Records from a dataset
++++++++
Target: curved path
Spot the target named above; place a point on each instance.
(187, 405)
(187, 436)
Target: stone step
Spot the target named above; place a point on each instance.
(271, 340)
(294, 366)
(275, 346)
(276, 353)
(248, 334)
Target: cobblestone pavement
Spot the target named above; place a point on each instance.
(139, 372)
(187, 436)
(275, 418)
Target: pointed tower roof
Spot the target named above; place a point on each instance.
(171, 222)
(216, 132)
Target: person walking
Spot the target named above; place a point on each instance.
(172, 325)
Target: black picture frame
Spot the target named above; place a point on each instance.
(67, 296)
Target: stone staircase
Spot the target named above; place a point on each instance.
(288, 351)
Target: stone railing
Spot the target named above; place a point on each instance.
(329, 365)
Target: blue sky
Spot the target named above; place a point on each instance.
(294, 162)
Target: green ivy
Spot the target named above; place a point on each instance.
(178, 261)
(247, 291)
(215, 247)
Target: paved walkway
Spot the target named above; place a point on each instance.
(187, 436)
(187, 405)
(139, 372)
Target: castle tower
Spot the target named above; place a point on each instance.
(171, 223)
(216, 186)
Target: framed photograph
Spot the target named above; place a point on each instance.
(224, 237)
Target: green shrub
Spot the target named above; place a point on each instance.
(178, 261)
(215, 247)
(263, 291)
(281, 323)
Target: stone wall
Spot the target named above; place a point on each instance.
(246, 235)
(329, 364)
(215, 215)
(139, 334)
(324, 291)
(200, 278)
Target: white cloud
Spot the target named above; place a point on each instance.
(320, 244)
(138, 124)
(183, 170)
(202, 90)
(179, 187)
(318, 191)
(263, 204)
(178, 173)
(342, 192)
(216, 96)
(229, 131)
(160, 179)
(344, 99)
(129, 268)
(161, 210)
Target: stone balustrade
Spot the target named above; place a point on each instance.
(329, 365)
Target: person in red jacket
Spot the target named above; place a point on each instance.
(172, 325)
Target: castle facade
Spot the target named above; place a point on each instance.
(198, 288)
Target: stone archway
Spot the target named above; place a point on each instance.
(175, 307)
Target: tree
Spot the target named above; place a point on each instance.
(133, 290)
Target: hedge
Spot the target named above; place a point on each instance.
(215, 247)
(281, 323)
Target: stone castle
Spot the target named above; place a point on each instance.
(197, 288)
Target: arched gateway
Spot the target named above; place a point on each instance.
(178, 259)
++++++++
→ Requirement:
Every line of the material must be returned exactly as it appears.

→ Exercise output:
Target: curved path
Spot the target named above; place a point on each instance.
(187, 405)
(187, 436)
Target: stone step
Spot the target named above; place a point on each instance.
(271, 340)
(294, 366)
(275, 346)
(276, 353)
(248, 334)
Target: cobblestone pavement
Spot the target named above; place a point on each instance.
(139, 372)
(187, 436)
(275, 418)
Target: pointed tower roof
Spot the target named above; place a point on each instance.
(171, 222)
(216, 132)
Target: person walking
Spot the target named above; place a point on each instance.
(172, 325)
Target: black picture frame
Spot the target named above; place a point on each instance.
(67, 296)
Target: stone staircase
Spot the target named above; place a point on each instance.
(288, 351)
Target: stone railing
Spot the target named above; place a point on each instance.
(329, 365)
Target: blue sky
Spot the target named above; place a point on each instance.
(294, 162)
Target: green ivy
Spot the target named above; place a point on each instance.
(178, 261)
(247, 291)
(215, 247)
Target: paved walkway
Spot the target named above; place a point on each instance.
(187, 436)
(187, 405)
(139, 372)
Target: castle tower
Spot the target named above; place a point on each instance.
(171, 223)
(216, 186)
Target: framed photograph
Spot the target named above; place a point on each instance.
(224, 237)
Target: green shrub
Spot the target named above; place a point on each instance.
(178, 261)
(215, 247)
(263, 291)
(281, 323)
Target: stone wall
Spot the target named above; place a point on each instance.
(246, 235)
(329, 364)
(215, 215)
(139, 334)
(324, 291)
(200, 278)
Target: white cloud
Spot the target named above; place a point on each instance.
(320, 244)
(138, 124)
(183, 170)
(202, 90)
(179, 187)
(318, 191)
(263, 204)
(178, 173)
(342, 192)
(216, 96)
(229, 131)
(160, 179)
(344, 99)
(129, 268)
(161, 210)
Target: stone balustrade
Spot the target named above; place a point on each instance.
(329, 365)
Target: person in red jacket
Spot the target named above; place a point on each instance.
(172, 325)
Target: castle facade
Spot the target named above; place a point on each instance.
(198, 288)
Target: stone archway
Spot the target named above; place a point on each instance.
(175, 307)
Target: tree
Spot the target named above; place a point on each instance.
(133, 290)
Target: hedge
Spot the target named above; place a point on each instance.
(215, 247)
(281, 323)
Target: stone castle
Spot the target named above; place a point on each instance.
(197, 288)
Target: arched gateway
Spot the target named above; place a point on each instance.
(178, 259)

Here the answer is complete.